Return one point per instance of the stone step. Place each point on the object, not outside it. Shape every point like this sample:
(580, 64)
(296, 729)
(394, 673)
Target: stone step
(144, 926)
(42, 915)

• [PROMPT]: Could you rescale the listing above by writing out every line again, requests included, with each answer coordinate multiplied by 1.1 and rounded to a whole number (halves round up)? Keep the sample points in the requests as they are.

• [ANSWER FOR THE TASK]:
Return one point per instance of the stone step. Place each point on the object, not outside it. Shape every point like this sample:
(580, 64)
(296, 729)
(394, 673)
Target: stone step
(158, 1019)
(46, 1007)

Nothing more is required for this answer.